- Exercise
Word for word, copy the records that follow.

- Entries provided
# # #

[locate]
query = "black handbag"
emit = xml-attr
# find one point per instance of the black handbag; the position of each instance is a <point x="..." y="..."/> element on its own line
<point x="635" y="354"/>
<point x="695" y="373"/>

# # #

- Answer to the problem
[locate]
query = "black handbag"
emit = xml-attr
# find one point per instance of the black handbag; the position of each instance is a <point x="..." y="..."/> element on its own line
<point x="635" y="354"/>
<point x="695" y="373"/>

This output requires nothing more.